## Given task
Turn every line of all the records below into a numbered list, skipping blank lines and leaving out the pictures.

## Supplied records
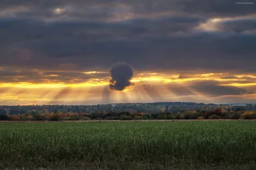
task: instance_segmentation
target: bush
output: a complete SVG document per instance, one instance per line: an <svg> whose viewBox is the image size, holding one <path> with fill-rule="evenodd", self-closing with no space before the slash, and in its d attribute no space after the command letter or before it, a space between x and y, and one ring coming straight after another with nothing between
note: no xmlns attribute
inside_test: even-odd
<svg viewBox="0 0 256 170"><path fill-rule="evenodd" d="M112 119L111 117L104 118L104 120L111 120L111 119Z"/></svg>
<svg viewBox="0 0 256 170"><path fill-rule="evenodd" d="M97 118L95 120L102 120L103 118Z"/></svg>
<svg viewBox="0 0 256 170"><path fill-rule="evenodd" d="M12 117L12 120L20 120L20 117L18 115L13 115Z"/></svg>
<svg viewBox="0 0 256 170"><path fill-rule="evenodd" d="M124 117L121 117L121 120L133 120L133 118L132 118L131 117L124 116Z"/></svg>
<svg viewBox="0 0 256 170"><path fill-rule="evenodd" d="M232 113L230 116L229 118L230 119L239 119L241 117L241 113L236 112L236 113Z"/></svg>
<svg viewBox="0 0 256 170"><path fill-rule="evenodd" d="M59 120L59 118L60 118L60 115L54 114L54 115L51 115L50 118L49 118L49 120L58 121L58 120Z"/></svg>
<svg viewBox="0 0 256 170"><path fill-rule="evenodd" d="M120 120L121 118L120 117L113 117L111 120Z"/></svg>
<svg viewBox="0 0 256 170"><path fill-rule="evenodd" d="M142 117L141 120L149 120L149 118L145 116Z"/></svg>
<svg viewBox="0 0 256 170"><path fill-rule="evenodd" d="M90 120L90 118L88 117L81 117L79 118L79 120Z"/></svg>
<svg viewBox="0 0 256 170"><path fill-rule="evenodd" d="M36 120L45 120L45 117L44 116L42 116L41 115L36 115L35 116L35 118L36 119Z"/></svg>
<svg viewBox="0 0 256 170"><path fill-rule="evenodd" d="M0 115L0 120L8 120L9 118L6 115Z"/></svg>
<svg viewBox="0 0 256 170"><path fill-rule="evenodd" d="M164 120L164 119L165 119L165 118L164 118L164 115L158 115L158 117L157 117L157 119L159 119L159 120Z"/></svg>
<svg viewBox="0 0 256 170"><path fill-rule="evenodd" d="M241 119L252 119L253 113L252 111L245 111L241 115Z"/></svg>
<svg viewBox="0 0 256 170"><path fill-rule="evenodd" d="M174 117L173 117L173 115L168 115L167 117L166 117L166 119L169 119L169 120L174 119Z"/></svg>
<svg viewBox="0 0 256 170"><path fill-rule="evenodd" d="M209 117L209 119L220 119L220 117L216 115L212 115Z"/></svg>
<svg viewBox="0 0 256 170"><path fill-rule="evenodd" d="M136 116L134 118L135 120L141 120L142 119L142 117L141 116Z"/></svg>

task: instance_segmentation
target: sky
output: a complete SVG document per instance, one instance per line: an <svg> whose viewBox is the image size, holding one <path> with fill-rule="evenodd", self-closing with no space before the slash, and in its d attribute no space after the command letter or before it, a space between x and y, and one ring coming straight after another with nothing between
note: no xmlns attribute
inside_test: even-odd
<svg viewBox="0 0 256 170"><path fill-rule="evenodd" d="M1 0L0 104L256 103L256 1Z"/></svg>

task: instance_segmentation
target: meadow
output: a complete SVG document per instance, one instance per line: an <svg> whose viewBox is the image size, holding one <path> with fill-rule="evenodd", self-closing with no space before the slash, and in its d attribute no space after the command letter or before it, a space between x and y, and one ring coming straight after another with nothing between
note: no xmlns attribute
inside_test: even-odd
<svg viewBox="0 0 256 170"><path fill-rule="evenodd" d="M252 169L256 122L0 124L0 169Z"/></svg>

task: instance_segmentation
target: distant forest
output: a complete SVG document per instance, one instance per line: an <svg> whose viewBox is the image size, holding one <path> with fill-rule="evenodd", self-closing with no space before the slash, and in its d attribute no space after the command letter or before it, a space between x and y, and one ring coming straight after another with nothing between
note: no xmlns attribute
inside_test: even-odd
<svg viewBox="0 0 256 170"><path fill-rule="evenodd" d="M214 104L175 102L79 106L0 106L0 120L205 118L256 118L256 104Z"/></svg>

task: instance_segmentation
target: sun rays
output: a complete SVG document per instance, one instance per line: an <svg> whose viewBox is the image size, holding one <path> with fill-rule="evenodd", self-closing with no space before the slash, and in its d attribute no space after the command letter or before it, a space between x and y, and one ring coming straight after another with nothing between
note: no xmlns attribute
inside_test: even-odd
<svg viewBox="0 0 256 170"><path fill-rule="evenodd" d="M106 73L88 71L83 73ZM214 93L207 93L193 87L200 82L209 82L217 87L248 88L251 94L256 92L254 92L256 91L256 87L254 88L256 75L253 74L210 73L191 73L180 76L178 74L166 73L138 73L131 80L132 85L123 91L110 90L109 80L109 77L106 76L90 78L78 83L0 83L0 101L3 104L92 104L182 101L197 96L203 98L205 103L211 103L214 97L220 97L215 96ZM252 99L255 97L250 96L249 98Z"/></svg>

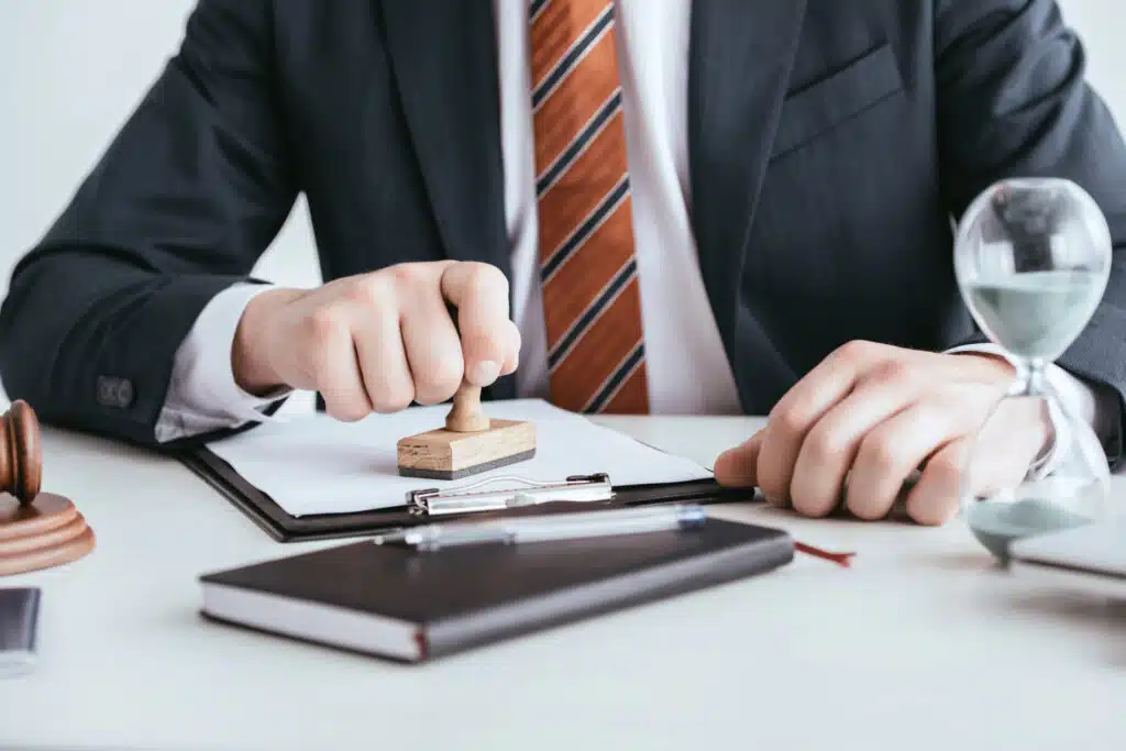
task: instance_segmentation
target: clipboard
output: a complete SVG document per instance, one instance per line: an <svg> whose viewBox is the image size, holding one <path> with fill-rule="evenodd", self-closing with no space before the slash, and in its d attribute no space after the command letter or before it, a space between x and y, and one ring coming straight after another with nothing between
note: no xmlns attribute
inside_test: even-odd
<svg viewBox="0 0 1126 751"><path fill-rule="evenodd" d="M235 470L207 447L194 448L178 455L179 461L203 479L223 498L233 503L267 535L280 543L341 539L384 534L435 519L412 511L406 499L402 507L384 508L350 513L320 513L294 517L278 506L267 493L253 486ZM563 480L563 479L561 479ZM426 481L420 481L425 488ZM613 485L614 495L600 502L601 507L641 506L667 502L732 503L750 501L756 497L752 488L724 488L715 480L694 480L667 484ZM519 513L521 510L513 510ZM501 513L504 511L490 511ZM466 518L473 512L448 513L443 519Z"/></svg>

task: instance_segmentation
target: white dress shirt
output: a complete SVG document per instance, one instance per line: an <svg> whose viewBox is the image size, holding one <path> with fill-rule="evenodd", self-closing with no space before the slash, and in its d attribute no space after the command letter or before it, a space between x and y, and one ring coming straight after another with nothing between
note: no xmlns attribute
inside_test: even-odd
<svg viewBox="0 0 1126 751"><path fill-rule="evenodd" d="M734 377L704 288L689 222L690 8L691 0L619 0L616 6L650 405L654 414L739 413ZM517 392L544 396L547 357L536 249L527 7L494 0L494 10L512 320L522 338ZM234 286L200 313L177 352L158 440L269 419L261 409L277 396L245 393L231 367L231 345L242 311L266 288ZM1052 377L1072 409L1094 423L1103 410L1097 410L1092 391L1058 368Z"/></svg>

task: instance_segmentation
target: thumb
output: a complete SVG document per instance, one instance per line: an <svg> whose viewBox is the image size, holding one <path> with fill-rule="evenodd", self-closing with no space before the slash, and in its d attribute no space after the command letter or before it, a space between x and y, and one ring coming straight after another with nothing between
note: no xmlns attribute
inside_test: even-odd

## The response
1. task: instance_segmentation
2. target: bush
3. output: a complete SVG document per instance, one instance per line: an <svg> whose viewBox is the image size, holding one <path> with fill-rule="evenodd", self-closing with no space before the slash, and in its d attribute no space after the command letter or before it, a space between x and y, and one ring coming straight after another with nothing between
4. note: no xmlns attribute
5. inside_test: even-odd
6. <svg viewBox="0 0 256 170"><path fill-rule="evenodd" d="M112 119L111 117L104 118L104 120L111 120L111 119Z"/></svg>
7. <svg viewBox="0 0 256 170"><path fill-rule="evenodd" d="M97 118L95 120L102 120L103 118Z"/></svg>
8. <svg viewBox="0 0 256 170"><path fill-rule="evenodd" d="M12 117L12 120L20 120L20 117L18 115L13 115Z"/></svg>
9. <svg viewBox="0 0 256 170"><path fill-rule="evenodd" d="M124 117L121 117L121 120L133 120L133 118L132 118L131 117L124 116Z"/></svg>
10. <svg viewBox="0 0 256 170"><path fill-rule="evenodd" d="M232 113L230 116L229 118L230 119L239 119L241 117L241 113L236 112L236 113Z"/></svg>
11. <svg viewBox="0 0 256 170"><path fill-rule="evenodd" d="M59 120L59 118L60 118L60 115L54 114L54 115L51 115L50 118L49 118L49 120L58 121L58 120Z"/></svg>
12. <svg viewBox="0 0 256 170"><path fill-rule="evenodd" d="M120 120L121 118L120 117L113 117L111 120Z"/></svg>
13. <svg viewBox="0 0 256 170"><path fill-rule="evenodd" d="M142 117L141 120L149 120L149 118L145 116Z"/></svg>
14. <svg viewBox="0 0 256 170"><path fill-rule="evenodd" d="M90 120L90 118L88 117L81 117L79 118L79 120Z"/></svg>
15. <svg viewBox="0 0 256 170"><path fill-rule="evenodd" d="M36 120L45 120L45 117L44 116L42 116L41 115L36 115L35 116L35 118L36 119Z"/></svg>
16. <svg viewBox="0 0 256 170"><path fill-rule="evenodd" d="M0 115L0 120L8 120L9 118L6 115Z"/></svg>
17. <svg viewBox="0 0 256 170"><path fill-rule="evenodd" d="M164 120L164 119L165 119L165 118L164 118L164 115L158 115L158 117L157 117L157 119L159 119L159 120Z"/></svg>
18. <svg viewBox="0 0 256 170"><path fill-rule="evenodd" d="M241 119L252 119L253 113L252 111L245 111L241 115Z"/></svg>
19. <svg viewBox="0 0 256 170"><path fill-rule="evenodd" d="M174 117L173 117L173 115L168 115L167 117L166 117L166 119L169 119L169 120L174 119Z"/></svg>
20. <svg viewBox="0 0 256 170"><path fill-rule="evenodd" d="M209 117L209 119L220 119L220 117L216 115L212 115Z"/></svg>
21. <svg viewBox="0 0 256 170"><path fill-rule="evenodd" d="M136 116L134 118L135 120L141 120L142 119L142 117L141 116Z"/></svg>
22. task: instance_segmentation
23. target: sky
24. output: a complete SVG document per instance, one instance per line: an <svg> whose viewBox is the image size, holding one <path> with fill-rule="evenodd", self-closing with no space before the slash, and in its d attribute no space after the command letter or before it, a space between x and y, and one ring coming straight after another with nothing between
25. note: no xmlns attribute
26. inside_test: even-odd
27. <svg viewBox="0 0 256 170"><path fill-rule="evenodd" d="M1 0L0 104L256 103L256 1Z"/></svg>
28. task: instance_segmentation
29. target: meadow
30. output: a complete SVG document per instance, one instance per line: an <svg> whose viewBox is the image size, holding one <path> with fill-rule="evenodd", self-closing with no space before the slash, and in its d attribute no space after the command letter or before it, a space between x and y, and one ring coming straight after another with nothing between
31. note: no xmlns attribute
32. inside_test: even-odd
33. <svg viewBox="0 0 256 170"><path fill-rule="evenodd" d="M252 169L256 122L0 124L0 169Z"/></svg>
34. task: instance_segmentation
35. target: distant forest
36. output: a complete SVG document per instance, one instance per line: an <svg> whose viewBox is the image size, holding one <path> with fill-rule="evenodd", self-closing with no space before the slash, and in its d attribute no space after the command letter or before it, a space between x and y, and one ring coming straight after another with nothing between
37. note: no xmlns attribute
38. inside_test: even-odd
39. <svg viewBox="0 0 256 170"><path fill-rule="evenodd" d="M214 104L175 102L79 106L0 106L0 120L205 118L256 118L256 104Z"/></svg>
40. task: instance_segmentation
41. target: sun rays
42. output: a complete SVG document per instance, one instance per line: an <svg> whose viewBox is the image size, holding one <path> with fill-rule="evenodd", self-closing with no space before the slash, and in its d attribute no space after the command letter or before it, a space between x and y, and one ring coming straight after another with nothing between
43. note: no xmlns attribute
44. inside_test: even-odd
45. <svg viewBox="0 0 256 170"><path fill-rule="evenodd" d="M106 73L88 71L83 73ZM214 93L207 93L193 87L200 82L209 82L217 87L248 88L251 94L256 92L254 92L256 91L256 87L254 88L256 75L253 74L210 73L191 73L180 76L178 74L166 73L138 73L131 80L132 85L123 91L110 90L109 80L109 77L106 76L90 78L78 83L0 83L0 101L3 104L92 104L182 101L197 96L203 98L205 103L211 103L214 97L220 97L215 96ZM252 99L255 97L250 96L249 98Z"/></svg>
46. task: instance_segmentation
47. target: clipboard
48. output: a complete SVG document per instance, one instance per line: an <svg> whose viewBox is the image size, holding one <path> with fill-rule="evenodd", self-closing with no space before the slash, and in its d attribute no space after the command letter or before it, a space between x and y, and one ring coming straight after another with nothing between
49. note: no xmlns attribute
50. inside_test: even-odd
51. <svg viewBox="0 0 1126 751"><path fill-rule="evenodd" d="M235 470L207 447L194 448L178 455L179 461L203 479L223 498L233 503L267 535L280 543L341 539L384 534L435 519L412 511L406 499L402 507L384 508L350 513L320 513L294 517L278 506L267 493L253 486ZM563 480L563 479L561 479ZM426 481L420 481L425 488ZM613 485L614 495L600 502L601 507L641 506L667 502L732 503L750 501L756 497L752 488L724 488L715 480L694 480L667 484ZM519 513L521 510L513 510ZM501 513L504 511L490 511ZM466 518L473 512L448 513L443 519Z"/></svg>
52. task: instance_segmentation
53. target: white dress shirt
54. output: a complete SVG document per instance, one instance per line: an <svg> whose viewBox is the image size, holding one <path> with fill-rule="evenodd", self-closing with no space before the slash, and in its d attribute no space after the command letter or before it, a space between x and y, and one ring coming straight after another with nothing between
55. note: no xmlns attribute
56. inside_test: even-odd
57. <svg viewBox="0 0 1126 751"><path fill-rule="evenodd" d="M734 377L704 288L689 222L690 8L691 0L619 0L616 6L650 405L654 414L739 413ZM517 392L544 396L547 357L536 249L527 7L494 0L494 10L512 320L522 338ZM234 286L200 313L177 352L158 440L269 419L261 409L277 396L245 393L231 367L231 345L242 311L266 288ZM1052 377L1072 409L1094 423L1103 410L1097 410L1092 391L1058 368Z"/></svg>
58. task: instance_segmentation
59. target: thumb
60. output: a complete SVG document per instance, one instance per line: an <svg> whose viewBox is the image size, holding one <path> with fill-rule="evenodd", self-closing with no space before the slash, and in its d attribute no space after the command letter or before it, a space between x and y, and one ring coming straight after another with nothing between
61. note: no xmlns attribute
62. inside_test: even-odd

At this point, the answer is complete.